Exercise materials start

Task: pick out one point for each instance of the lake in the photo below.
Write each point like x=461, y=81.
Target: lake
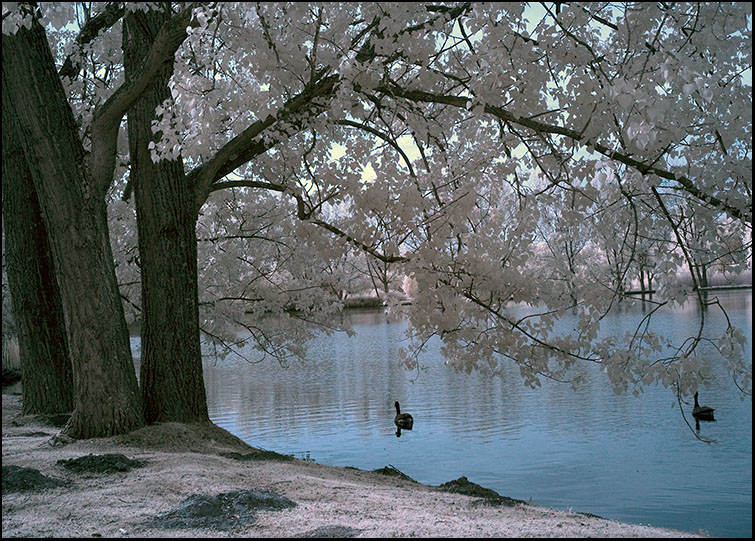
x=621, y=457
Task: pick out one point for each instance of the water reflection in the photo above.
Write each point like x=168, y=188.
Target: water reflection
x=584, y=448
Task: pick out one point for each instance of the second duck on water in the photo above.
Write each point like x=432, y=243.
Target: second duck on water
x=403, y=420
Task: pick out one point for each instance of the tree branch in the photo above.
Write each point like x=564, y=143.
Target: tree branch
x=112, y=14
x=107, y=118
x=540, y=127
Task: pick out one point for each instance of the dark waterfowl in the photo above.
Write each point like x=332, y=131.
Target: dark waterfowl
x=403, y=420
x=702, y=413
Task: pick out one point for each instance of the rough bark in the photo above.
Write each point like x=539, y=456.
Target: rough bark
x=171, y=370
x=45, y=366
x=74, y=213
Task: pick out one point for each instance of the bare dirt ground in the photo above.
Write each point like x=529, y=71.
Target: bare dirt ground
x=181, y=461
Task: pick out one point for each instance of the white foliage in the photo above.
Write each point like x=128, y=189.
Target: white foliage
x=483, y=211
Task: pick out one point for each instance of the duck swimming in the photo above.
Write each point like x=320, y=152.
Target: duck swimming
x=403, y=420
x=702, y=413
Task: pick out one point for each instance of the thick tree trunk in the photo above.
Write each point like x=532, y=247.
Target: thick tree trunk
x=171, y=370
x=45, y=366
x=74, y=213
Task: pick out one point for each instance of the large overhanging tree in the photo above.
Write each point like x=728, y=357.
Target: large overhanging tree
x=586, y=116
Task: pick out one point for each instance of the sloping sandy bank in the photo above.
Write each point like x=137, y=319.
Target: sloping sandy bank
x=183, y=460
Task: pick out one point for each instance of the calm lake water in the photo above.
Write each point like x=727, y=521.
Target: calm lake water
x=620, y=457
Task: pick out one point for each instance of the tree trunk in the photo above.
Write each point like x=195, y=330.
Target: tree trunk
x=171, y=370
x=45, y=366
x=74, y=213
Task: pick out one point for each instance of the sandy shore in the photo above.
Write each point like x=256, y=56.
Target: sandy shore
x=183, y=460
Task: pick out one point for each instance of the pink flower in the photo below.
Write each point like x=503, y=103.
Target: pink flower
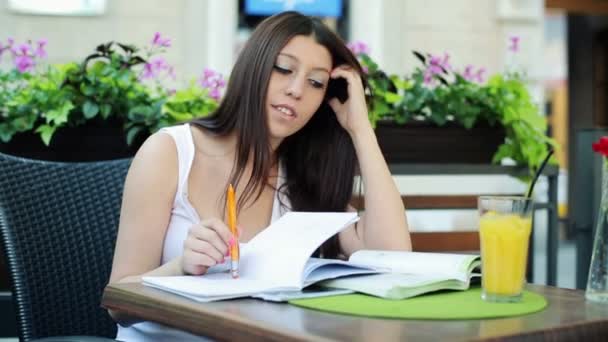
x=24, y=63
x=601, y=146
x=358, y=48
x=155, y=67
x=473, y=76
x=40, y=51
x=213, y=81
x=479, y=76
x=160, y=41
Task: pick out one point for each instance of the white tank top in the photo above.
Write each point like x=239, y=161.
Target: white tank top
x=183, y=215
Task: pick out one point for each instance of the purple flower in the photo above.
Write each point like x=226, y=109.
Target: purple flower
x=479, y=76
x=21, y=50
x=213, y=81
x=358, y=48
x=436, y=66
x=160, y=41
x=514, y=43
x=155, y=67
x=468, y=73
x=24, y=63
x=473, y=76
x=215, y=94
x=40, y=51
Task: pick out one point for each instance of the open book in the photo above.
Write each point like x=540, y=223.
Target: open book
x=278, y=259
x=410, y=273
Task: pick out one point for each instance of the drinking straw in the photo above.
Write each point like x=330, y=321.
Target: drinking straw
x=538, y=173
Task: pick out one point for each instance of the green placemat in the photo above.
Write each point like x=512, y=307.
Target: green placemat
x=441, y=305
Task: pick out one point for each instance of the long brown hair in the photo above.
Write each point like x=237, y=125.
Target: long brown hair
x=319, y=160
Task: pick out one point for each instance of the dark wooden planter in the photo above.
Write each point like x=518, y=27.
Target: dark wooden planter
x=96, y=140
x=421, y=142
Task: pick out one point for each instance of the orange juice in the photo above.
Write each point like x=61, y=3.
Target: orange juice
x=504, y=250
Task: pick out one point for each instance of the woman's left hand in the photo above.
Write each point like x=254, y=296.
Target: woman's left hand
x=351, y=114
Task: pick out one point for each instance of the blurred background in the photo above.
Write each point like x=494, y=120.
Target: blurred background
x=562, y=47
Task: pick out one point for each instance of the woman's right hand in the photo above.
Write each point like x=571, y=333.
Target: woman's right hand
x=206, y=245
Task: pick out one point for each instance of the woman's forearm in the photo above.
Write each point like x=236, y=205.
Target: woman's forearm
x=171, y=268
x=385, y=223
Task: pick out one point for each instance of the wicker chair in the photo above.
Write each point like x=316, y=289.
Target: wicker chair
x=58, y=224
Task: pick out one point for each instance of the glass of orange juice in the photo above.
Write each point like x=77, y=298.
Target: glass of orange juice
x=505, y=223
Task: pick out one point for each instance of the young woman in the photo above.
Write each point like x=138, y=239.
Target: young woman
x=290, y=133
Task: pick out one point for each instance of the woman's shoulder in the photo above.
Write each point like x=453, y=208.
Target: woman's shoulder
x=156, y=157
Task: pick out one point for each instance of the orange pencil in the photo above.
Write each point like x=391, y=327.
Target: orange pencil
x=234, y=247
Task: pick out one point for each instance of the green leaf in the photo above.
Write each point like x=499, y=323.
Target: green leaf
x=106, y=110
x=46, y=133
x=90, y=109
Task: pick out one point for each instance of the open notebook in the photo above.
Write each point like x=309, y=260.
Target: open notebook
x=276, y=260
x=409, y=273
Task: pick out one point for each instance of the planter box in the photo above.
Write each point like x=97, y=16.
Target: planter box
x=94, y=141
x=421, y=142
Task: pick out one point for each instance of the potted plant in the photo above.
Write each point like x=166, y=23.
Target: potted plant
x=100, y=108
x=417, y=115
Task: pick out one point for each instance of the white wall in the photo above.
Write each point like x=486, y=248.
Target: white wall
x=202, y=32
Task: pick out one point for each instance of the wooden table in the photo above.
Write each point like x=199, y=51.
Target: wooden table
x=568, y=317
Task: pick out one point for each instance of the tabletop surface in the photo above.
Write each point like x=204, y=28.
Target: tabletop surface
x=567, y=317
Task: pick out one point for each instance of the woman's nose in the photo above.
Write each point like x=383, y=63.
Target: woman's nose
x=294, y=87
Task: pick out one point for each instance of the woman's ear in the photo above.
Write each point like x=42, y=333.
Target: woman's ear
x=337, y=88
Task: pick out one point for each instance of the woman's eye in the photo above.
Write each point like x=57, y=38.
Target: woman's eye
x=317, y=84
x=282, y=70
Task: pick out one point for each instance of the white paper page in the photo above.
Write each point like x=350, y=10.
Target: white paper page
x=294, y=238
x=441, y=264
x=285, y=247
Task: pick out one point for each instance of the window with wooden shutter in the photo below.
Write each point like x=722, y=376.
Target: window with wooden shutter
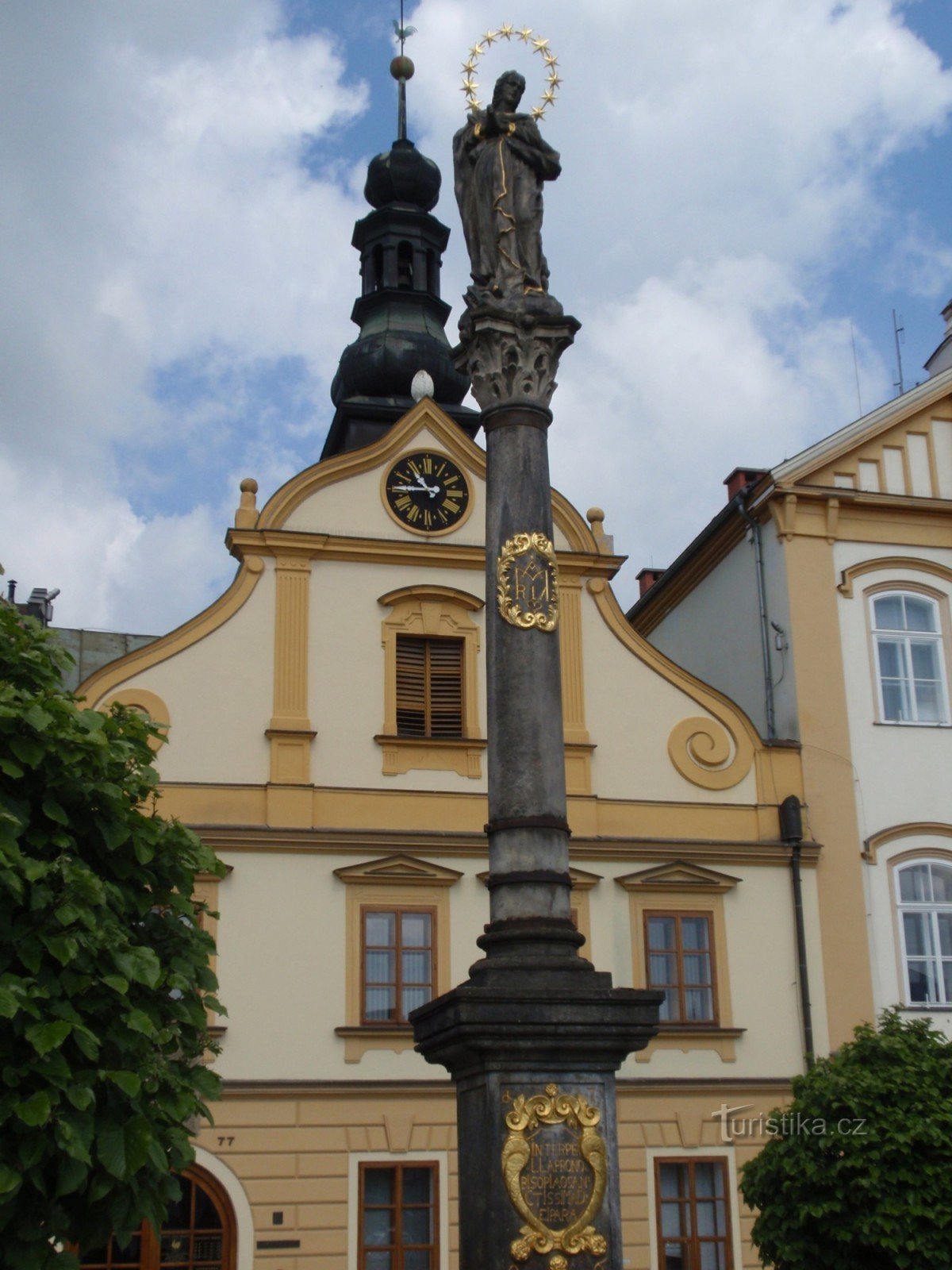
x=429, y=687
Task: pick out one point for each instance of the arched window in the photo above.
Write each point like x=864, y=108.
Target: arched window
x=909, y=664
x=405, y=267
x=924, y=901
x=376, y=279
x=197, y=1235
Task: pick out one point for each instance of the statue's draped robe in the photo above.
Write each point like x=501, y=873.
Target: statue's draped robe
x=498, y=183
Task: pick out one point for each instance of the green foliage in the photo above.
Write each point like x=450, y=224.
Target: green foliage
x=871, y=1195
x=105, y=976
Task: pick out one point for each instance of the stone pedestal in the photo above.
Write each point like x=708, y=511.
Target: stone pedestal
x=535, y=1037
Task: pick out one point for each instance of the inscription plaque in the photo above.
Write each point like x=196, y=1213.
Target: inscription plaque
x=555, y=1172
x=527, y=582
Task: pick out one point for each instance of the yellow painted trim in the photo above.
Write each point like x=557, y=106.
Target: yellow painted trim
x=911, y=829
x=149, y=702
x=103, y=681
x=724, y=756
x=399, y=870
x=397, y=895
x=395, y=818
x=436, y=611
x=908, y=564
x=678, y=876
x=424, y=416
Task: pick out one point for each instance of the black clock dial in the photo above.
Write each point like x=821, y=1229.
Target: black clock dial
x=427, y=492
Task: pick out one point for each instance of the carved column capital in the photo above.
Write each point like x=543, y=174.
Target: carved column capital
x=513, y=361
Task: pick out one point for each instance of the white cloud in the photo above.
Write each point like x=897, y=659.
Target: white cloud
x=720, y=163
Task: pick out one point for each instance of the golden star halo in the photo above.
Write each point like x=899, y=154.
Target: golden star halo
x=539, y=46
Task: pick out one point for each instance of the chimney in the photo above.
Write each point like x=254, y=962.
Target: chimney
x=740, y=478
x=647, y=578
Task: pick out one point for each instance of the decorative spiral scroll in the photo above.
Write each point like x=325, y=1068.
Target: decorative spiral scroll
x=539, y=46
x=702, y=752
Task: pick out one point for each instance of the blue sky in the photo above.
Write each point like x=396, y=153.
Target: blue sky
x=748, y=190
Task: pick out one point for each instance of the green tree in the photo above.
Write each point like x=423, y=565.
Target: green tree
x=105, y=976
x=862, y=1180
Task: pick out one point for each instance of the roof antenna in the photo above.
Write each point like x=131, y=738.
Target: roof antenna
x=856, y=370
x=401, y=69
x=899, y=330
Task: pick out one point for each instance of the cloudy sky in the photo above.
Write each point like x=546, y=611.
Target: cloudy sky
x=749, y=190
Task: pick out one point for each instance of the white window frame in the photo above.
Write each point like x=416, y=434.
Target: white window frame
x=905, y=639
x=932, y=908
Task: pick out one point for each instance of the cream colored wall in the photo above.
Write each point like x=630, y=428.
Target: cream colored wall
x=282, y=946
x=353, y=507
x=900, y=770
x=889, y=982
x=346, y=696
x=219, y=695
x=630, y=714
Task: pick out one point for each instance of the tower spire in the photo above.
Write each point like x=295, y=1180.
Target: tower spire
x=399, y=311
x=401, y=69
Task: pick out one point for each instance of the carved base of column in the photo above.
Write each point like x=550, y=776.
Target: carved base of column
x=533, y=1056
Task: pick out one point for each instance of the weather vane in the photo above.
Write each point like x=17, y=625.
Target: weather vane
x=401, y=69
x=539, y=46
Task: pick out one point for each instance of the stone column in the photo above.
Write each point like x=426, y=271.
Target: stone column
x=536, y=1034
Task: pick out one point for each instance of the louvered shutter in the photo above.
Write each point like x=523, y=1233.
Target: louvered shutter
x=429, y=686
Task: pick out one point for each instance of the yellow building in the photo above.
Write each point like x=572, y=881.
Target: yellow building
x=819, y=598
x=327, y=736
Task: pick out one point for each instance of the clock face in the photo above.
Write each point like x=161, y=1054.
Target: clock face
x=425, y=492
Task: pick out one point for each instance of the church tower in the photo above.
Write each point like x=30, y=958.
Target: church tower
x=400, y=313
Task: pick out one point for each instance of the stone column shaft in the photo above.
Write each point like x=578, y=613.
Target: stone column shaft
x=524, y=695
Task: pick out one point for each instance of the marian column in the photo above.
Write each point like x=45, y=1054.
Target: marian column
x=536, y=1034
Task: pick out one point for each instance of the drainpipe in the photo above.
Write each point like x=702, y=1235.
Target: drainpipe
x=765, y=622
x=793, y=835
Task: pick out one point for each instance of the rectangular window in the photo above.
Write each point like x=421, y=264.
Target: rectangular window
x=693, y=1223
x=399, y=1217
x=681, y=963
x=429, y=687
x=397, y=963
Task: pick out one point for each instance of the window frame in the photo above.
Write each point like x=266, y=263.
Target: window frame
x=150, y=1245
x=679, y=887
x=397, y=911
x=932, y=908
x=397, y=1250
x=939, y=639
x=437, y=613
x=693, y=1240
x=432, y=672
x=682, y=986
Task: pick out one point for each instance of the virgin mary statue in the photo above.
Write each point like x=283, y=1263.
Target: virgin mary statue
x=499, y=164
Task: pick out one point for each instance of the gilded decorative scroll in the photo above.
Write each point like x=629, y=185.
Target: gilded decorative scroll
x=575, y=1195
x=527, y=582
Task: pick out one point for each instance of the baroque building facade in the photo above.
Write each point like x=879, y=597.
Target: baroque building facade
x=327, y=736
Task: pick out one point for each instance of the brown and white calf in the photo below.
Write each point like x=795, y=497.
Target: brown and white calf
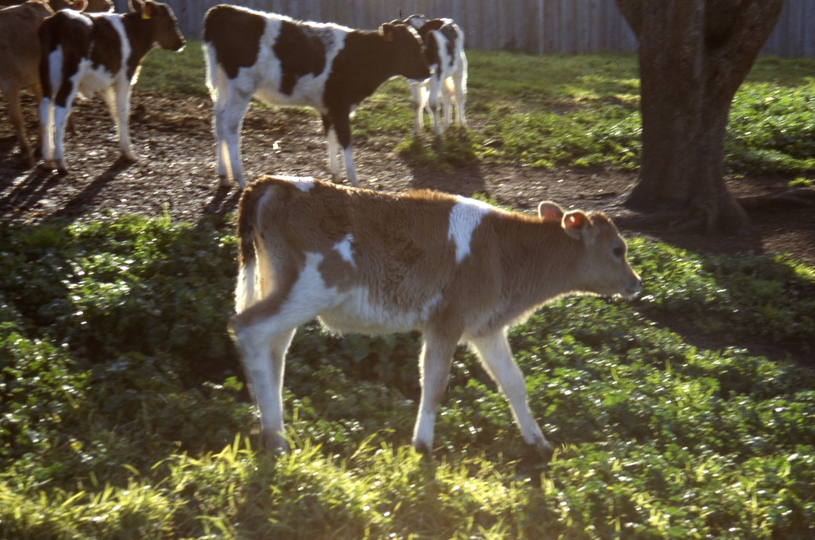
x=456, y=269
x=87, y=53
x=293, y=63
x=56, y=5
x=444, y=50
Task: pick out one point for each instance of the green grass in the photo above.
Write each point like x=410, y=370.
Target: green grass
x=562, y=110
x=122, y=414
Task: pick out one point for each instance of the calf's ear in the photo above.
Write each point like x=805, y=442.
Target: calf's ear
x=578, y=225
x=387, y=31
x=147, y=10
x=435, y=24
x=549, y=211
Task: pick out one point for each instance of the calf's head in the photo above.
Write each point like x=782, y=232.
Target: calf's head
x=408, y=50
x=164, y=25
x=600, y=266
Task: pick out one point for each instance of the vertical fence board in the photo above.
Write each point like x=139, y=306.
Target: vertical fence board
x=534, y=26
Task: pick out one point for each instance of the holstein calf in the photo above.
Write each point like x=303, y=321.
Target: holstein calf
x=86, y=54
x=287, y=62
x=444, y=50
x=456, y=269
x=20, y=54
x=19, y=61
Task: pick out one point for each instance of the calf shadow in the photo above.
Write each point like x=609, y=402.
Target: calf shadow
x=447, y=172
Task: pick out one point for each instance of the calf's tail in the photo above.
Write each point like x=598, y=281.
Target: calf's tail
x=247, y=291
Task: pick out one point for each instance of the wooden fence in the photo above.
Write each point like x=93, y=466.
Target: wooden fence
x=533, y=26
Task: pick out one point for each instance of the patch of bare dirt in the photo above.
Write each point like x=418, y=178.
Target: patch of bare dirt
x=176, y=173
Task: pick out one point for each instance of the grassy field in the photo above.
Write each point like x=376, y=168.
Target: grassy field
x=565, y=110
x=122, y=414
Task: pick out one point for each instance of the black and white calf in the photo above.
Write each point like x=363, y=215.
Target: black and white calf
x=444, y=50
x=87, y=53
x=293, y=63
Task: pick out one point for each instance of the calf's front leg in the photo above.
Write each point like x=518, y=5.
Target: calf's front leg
x=118, y=99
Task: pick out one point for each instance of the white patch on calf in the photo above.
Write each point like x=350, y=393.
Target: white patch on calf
x=303, y=183
x=346, y=250
x=465, y=216
x=55, y=68
x=358, y=312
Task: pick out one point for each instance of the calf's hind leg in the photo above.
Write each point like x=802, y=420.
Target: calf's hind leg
x=434, y=364
x=495, y=354
x=263, y=332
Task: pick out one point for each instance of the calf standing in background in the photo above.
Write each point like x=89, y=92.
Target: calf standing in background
x=19, y=61
x=444, y=50
x=456, y=269
x=20, y=55
x=86, y=54
x=286, y=62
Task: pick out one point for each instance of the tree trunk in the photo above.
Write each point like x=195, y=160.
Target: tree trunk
x=693, y=56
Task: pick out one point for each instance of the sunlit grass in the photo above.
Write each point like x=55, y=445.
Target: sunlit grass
x=122, y=413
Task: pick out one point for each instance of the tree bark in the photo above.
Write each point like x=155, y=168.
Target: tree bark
x=693, y=56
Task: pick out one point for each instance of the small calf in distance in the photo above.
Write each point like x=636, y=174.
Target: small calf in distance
x=456, y=269
x=293, y=63
x=87, y=53
x=444, y=50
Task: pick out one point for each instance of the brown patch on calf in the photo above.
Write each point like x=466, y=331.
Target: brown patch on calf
x=236, y=34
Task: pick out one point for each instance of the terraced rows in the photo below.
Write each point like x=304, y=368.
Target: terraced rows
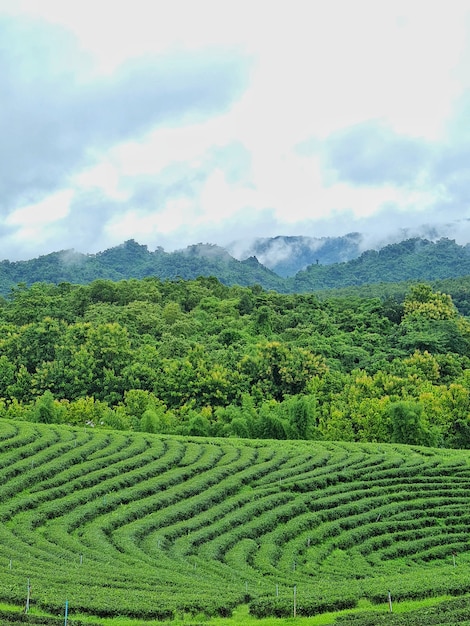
x=151, y=526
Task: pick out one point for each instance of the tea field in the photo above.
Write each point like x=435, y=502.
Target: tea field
x=159, y=527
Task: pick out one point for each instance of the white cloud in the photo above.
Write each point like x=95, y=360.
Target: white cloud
x=156, y=141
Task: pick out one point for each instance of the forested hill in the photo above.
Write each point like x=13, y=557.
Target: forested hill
x=413, y=259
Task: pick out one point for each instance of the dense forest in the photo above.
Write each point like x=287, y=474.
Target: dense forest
x=410, y=260
x=198, y=357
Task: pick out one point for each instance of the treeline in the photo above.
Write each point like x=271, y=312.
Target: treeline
x=200, y=358
x=411, y=260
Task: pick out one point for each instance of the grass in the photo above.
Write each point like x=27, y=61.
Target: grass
x=138, y=527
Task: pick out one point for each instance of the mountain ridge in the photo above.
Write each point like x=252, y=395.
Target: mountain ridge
x=411, y=259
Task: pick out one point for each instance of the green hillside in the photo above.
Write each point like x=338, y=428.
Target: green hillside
x=410, y=260
x=149, y=526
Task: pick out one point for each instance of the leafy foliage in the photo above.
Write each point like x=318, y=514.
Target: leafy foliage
x=113, y=520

Exercise materials end

Instructions for the task - Lay out the data from the line containing "Task: pick out one point for each instance of the terraced" through the line containing "x=156, y=141" as a two-column CSV with the columns input and output, one row per task. Put its text and its answer each in one quoted field with line breaks turned into spaces, and leave the pictures out.

Exercise output -
input,output
"Task: pick out one point for each instance of the terraced rows in the photo below. Write each point like x=304, y=368. Target: terraced rows","x=151, y=526"
"Task: pick out one point for each instance of the tea field in the photo above. Write each point like x=435, y=502. Target: tea field","x=159, y=527"
"Task: pick out one point for each instance of the white cloud in the photo above. Write each point like x=95, y=360. Target: white cloud","x=156, y=141"